■ Task requirements:
Output the whole listing exactly, except for the pictures in it.

■ Records for processing:
==*==

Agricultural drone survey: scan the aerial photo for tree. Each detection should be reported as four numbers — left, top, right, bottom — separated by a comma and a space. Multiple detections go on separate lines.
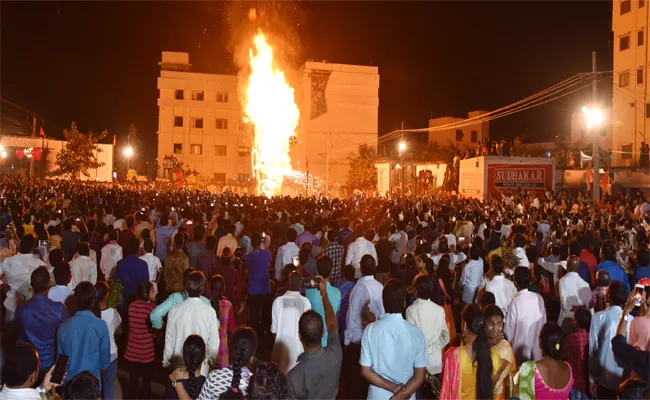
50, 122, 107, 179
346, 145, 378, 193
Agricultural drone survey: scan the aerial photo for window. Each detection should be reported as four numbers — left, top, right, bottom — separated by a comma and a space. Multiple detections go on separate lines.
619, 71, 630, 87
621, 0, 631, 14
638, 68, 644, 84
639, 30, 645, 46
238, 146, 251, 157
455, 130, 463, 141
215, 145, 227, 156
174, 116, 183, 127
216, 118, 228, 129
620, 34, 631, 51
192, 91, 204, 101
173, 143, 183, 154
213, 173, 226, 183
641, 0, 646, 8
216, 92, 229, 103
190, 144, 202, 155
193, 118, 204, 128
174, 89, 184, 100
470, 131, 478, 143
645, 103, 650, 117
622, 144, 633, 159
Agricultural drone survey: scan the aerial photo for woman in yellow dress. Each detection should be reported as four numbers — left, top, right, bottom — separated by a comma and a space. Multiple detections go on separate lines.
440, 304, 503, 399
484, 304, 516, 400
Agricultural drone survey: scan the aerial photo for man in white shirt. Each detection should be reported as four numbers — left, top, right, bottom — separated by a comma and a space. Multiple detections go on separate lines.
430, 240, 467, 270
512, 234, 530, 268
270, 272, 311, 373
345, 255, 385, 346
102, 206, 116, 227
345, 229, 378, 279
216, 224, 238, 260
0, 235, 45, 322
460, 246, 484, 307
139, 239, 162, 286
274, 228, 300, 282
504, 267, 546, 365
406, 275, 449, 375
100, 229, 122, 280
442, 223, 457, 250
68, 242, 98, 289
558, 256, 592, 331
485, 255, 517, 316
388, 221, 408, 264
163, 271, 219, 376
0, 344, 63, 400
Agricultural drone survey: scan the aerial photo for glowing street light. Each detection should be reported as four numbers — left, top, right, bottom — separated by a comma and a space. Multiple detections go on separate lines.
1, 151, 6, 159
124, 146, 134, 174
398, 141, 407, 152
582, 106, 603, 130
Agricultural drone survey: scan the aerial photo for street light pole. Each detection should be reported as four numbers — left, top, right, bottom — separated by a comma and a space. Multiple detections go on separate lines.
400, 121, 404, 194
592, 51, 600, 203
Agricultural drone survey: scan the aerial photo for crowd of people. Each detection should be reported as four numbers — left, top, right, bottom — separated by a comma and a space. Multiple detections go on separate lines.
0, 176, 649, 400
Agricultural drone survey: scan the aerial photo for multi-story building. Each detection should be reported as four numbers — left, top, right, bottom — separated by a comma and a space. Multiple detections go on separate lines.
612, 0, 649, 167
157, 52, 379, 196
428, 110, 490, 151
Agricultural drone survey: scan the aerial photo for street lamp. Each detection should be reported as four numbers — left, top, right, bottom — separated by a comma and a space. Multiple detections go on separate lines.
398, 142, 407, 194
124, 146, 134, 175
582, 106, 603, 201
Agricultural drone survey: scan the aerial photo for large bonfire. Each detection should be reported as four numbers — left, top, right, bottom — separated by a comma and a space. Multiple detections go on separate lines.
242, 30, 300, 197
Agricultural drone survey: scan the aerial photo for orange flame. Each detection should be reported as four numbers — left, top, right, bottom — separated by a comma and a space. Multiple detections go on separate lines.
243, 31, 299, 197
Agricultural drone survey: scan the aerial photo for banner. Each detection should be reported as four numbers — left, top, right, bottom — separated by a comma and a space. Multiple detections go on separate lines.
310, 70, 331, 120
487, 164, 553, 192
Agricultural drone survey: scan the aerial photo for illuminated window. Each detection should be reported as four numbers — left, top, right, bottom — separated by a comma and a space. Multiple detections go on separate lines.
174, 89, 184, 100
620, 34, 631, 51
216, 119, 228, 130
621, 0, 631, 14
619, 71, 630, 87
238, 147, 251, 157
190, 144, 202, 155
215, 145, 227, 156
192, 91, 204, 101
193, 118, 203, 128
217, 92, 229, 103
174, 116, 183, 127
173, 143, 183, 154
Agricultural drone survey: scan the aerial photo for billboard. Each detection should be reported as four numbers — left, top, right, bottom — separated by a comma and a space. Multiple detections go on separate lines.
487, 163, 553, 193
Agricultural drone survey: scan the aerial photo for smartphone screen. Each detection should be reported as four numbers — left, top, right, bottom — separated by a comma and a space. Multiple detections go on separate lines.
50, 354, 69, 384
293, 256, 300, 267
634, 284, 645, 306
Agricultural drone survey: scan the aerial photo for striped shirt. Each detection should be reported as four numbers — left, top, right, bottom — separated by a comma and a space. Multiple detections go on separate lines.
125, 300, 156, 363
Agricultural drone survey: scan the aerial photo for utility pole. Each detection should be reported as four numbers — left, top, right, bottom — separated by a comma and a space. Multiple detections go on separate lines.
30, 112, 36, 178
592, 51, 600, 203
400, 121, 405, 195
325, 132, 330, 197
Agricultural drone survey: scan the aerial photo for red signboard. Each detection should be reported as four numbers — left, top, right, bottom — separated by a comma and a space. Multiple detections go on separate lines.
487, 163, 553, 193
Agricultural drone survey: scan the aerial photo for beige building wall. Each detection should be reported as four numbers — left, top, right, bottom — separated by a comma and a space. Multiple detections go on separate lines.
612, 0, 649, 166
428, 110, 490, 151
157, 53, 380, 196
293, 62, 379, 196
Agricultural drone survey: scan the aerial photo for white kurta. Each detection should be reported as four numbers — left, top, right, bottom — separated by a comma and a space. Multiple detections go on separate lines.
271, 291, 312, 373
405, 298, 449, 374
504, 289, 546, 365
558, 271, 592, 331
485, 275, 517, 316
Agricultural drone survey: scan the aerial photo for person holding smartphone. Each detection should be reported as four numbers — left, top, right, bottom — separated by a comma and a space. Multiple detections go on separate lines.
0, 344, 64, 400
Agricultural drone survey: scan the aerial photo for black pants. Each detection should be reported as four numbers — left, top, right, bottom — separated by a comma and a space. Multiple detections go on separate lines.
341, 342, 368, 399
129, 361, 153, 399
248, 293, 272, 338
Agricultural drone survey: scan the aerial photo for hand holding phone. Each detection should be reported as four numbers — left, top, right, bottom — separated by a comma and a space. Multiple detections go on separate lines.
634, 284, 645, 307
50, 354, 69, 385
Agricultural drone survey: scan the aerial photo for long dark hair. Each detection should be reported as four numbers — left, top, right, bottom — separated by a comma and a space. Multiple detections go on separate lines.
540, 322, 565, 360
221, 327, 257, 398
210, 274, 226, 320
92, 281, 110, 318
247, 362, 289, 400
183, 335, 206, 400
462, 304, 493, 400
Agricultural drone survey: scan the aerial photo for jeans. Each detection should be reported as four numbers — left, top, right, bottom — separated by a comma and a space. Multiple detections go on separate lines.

==*==

■ Solution for this task:
Agricultural drone survey: scan the aerial photo for tree. Each detection should be reported as four numbers — left, top, right, bottom — separated by a comma and a space. Multiple detections go on separate lines.
50, 122, 107, 179
346, 145, 378, 193
Agricultural drone survey: scan the aerial photo for window. Each detection should be reported as four numbers — left, top, right, bottom — separated by a comma and a space. Multiple detections go on separate lines.
619, 71, 630, 87
621, 0, 631, 14
638, 68, 644, 84
639, 30, 645, 46
238, 146, 251, 157
455, 130, 463, 141
215, 145, 227, 156
174, 116, 183, 127
216, 118, 228, 129
620, 34, 631, 51
192, 91, 204, 101
173, 143, 183, 154
213, 173, 226, 183
641, 0, 646, 8
216, 92, 229, 103
190, 144, 202, 155
193, 118, 204, 128
174, 89, 184, 100
470, 131, 478, 143
645, 103, 650, 117
622, 144, 633, 159
Agricultural drone survey: scan the aerial photo for woman in yellow dress. Each detection should be reported as four numbers — left, top, right, bottom — separated by a comma and a space. Multiple detections go on separate lines.
440, 304, 503, 399
484, 304, 516, 400
Agricultural drone survey: scan the aerial photo for man in white shirt. Each detection should be reported as four numbers — left, top, right, bottom — separated by a comma and a space. Multiple detections go on separate lines.
430, 240, 467, 270
512, 234, 530, 268
270, 272, 311, 373
345, 255, 385, 346
102, 206, 116, 227
345, 229, 378, 279
216, 224, 238, 260
0, 235, 45, 322
460, 246, 484, 307
139, 239, 162, 286
274, 228, 300, 282
504, 267, 546, 365
406, 275, 449, 375
100, 229, 122, 280
442, 223, 457, 250
68, 242, 98, 289
558, 256, 592, 331
485, 255, 517, 316
388, 221, 408, 264
163, 271, 219, 376
0, 344, 63, 400
Agricultural drone survey: scan the aerial photo for glowing street light. Each detection should be reported as four numbers — left, top, right, bottom — separated by a comma and a space. Multiple detections go on separate lines.
1, 151, 6, 159
124, 146, 134, 174
398, 141, 407, 152
582, 106, 603, 130
Agricultural drone survey: scan the aerial photo for street light pole. Each detection should be reported as four numbers — left, top, right, bottom — separated by a comma and a space. Multiple detections go on separate lines.
400, 121, 404, 194
592, 51, 600, 203
Agricultural drone survey: scan the aerial photo for crowd of people. Each detection should be reported as four numbers — left, top, right, bottom — separated by a comma and a space. Multiple detections go on separate lines.
0, 176, 649, 400
Agricultural drone survey: scan the aerial photo for multi-story building. Each detection should be reported as four numbers — left, top, right, bottom — separated by a comma and a space. Multiple detections go on separate lines.
612, 0, 649, 167
157, 52, 379, 196
428, 110, 490, 151
Agricultural drone survey: scan the aerial photo for street lamp. Each detection should be reported as four numbers — left, top, right, bottom — separated by a comma and a space. Multiple detections go on separate lines.
398, 142, 407, 194
124, 146, 134, 175
582, 106, 603, 201
Agricultural drone survey: scan the aerial photo for large bonfire. Each detection should be reported as four numbers — left, top, right, bottom — separated by a comma and a space. Multiple detections go on separate lines.
242, 30, 300, 197
Agricultural drone survey: scan the aerial photo for orange flame. Each detection should be reported as four numbers — left, top, right, bottom — separated by a comma and a space. Multiple detections go on separate lines.
243, 31, 299, 197
Agricultural drone survey: scan the aerial photo for banner. Each detection should be reported as four numbers — left, top, right, bottom — separated by a comma and a space. Multiple detections go on separate lines.
310, 70, 331, 120
487, 164, 553, 192
Agricultural drone survey: scan the aerial photo for illuminated window. Each detection should be reported as four numbers — left, top, right, bottom — separated by a comma and a space. Multiple detections go on separate lines.
174, 89, 184, 100
620, 34, 631, 51
216, 119, 228, 130
621, 0, 631, 14
619, 71, 630, 87
238, 147, 251, 157
190, 144, 202, 155
215, 145, 227, 156
192, 91, 204, 101
193, 118, 203, 128
217, 92, 229, 103
174, 116, 183, 127
173, 143, 183, 154
Agricultural drone survey: scan the aerial photo for billboard. Each detection should be reported as four numbers — left, top, right, bottom — separated by a comma and a space. Multiple detections go on separate lines.
487, 163, 553, 193
Agricultural drone survey: scan the aerial photo for smartphone screen. Each detection should be reported as four numbers — left, top, right, bottom — separated by a comma and a space. Multiple detections go on separate lines.
50, 354, 69, 384
293, 256, 300, 267
634, 284, 645, 306
Agricultural drone survey: scan the aerial photo for striped shirt. Each detection should be reported as four numbers — left, top, right, bottom — separated by a comma and a space. Multiple detections go on separate lines.
125, 300, 156, 363
Agricultural drone survey: scan the aerial photo for utility pole. Each detection should be reported as four numbers — left, top, right, bottom — separated by a comma and a space. Multiple detections go on separate lines.
30, 112, 36, 178
592, 51, 600, 203
400, 121, 405, 195
325, 132, 330, 197
Agricultural drone survey: scan the aerial photo for red signboard. Each detection should be reported as four numbers — left, top, right, bottom — separated by a comma and a space. Multiple detections go on separate lines.
487, 163, 553, 193
Agricultural drone survey: scan the aerial photo for beige building wall. Each detection should be reported as four numbers — left, top, right, bottom — separated by a comma and a space. Multiple detections go on separate lines.
612, 0, 649, 166
428, 110, 490, 151
157, 53, 380, 196
293, 62, 379, 196
Agricultural drone survey: scan the aerial photo for white kurta. Each detection should be reported as four numbers — left, top, right, bottom — separated by a comma and a space. Multiple detections go on separate lines.
271, 291, 312, 373
405, 298, 449, 374
504, 289, 546, 365
558, 271, 592, 331
485, 275, 517, 316
Agricultural drone survey: scan the aerial photo for person holding smartphone. Each detection should be reported as four numbers — left, top, right, bottom — separated by a comma and a space. Multiple detections go on separate lines.
0, 344, 64, 400
Agricultural drone survey: scan the aerial photo for black pants. Each detection should be reported as four numbers — left, top, right, bottom — separated by a comma and a space. Multiple detections go on separate lines.
341, 342, 368, 399
129, 361, 153, 399
248, 293, 272, 338
Agricultural drone survey: scan the aerial photo for hand holding phone. Each detection should be reported as four numbers — left, top, right, bottom — separated by a comma and a space. Multiple detections go on separate lines.
634, 284, 645, 307
50, 354, 69, 385
Agricultural drone survey: scan the aerial photo for long dark hair. Each detection should be reported as four numbers — left, top, right, bottom — separated by a comma and a space. Multiple detections go on separate lines.
540, 322, 565, 360
221, 327, 257, 398
210, 274, 226, 320
92, 281, 110, 318
247, 362, 289, 400
183, 335, 206, 400
462, 304, 493, 400
Agricultural drone survey: scan the aerial photo for jeans. Each detection should be reported as four numbers — left, top, right, bottom — separated by a comma and a space. Multiple detections go on separate lines.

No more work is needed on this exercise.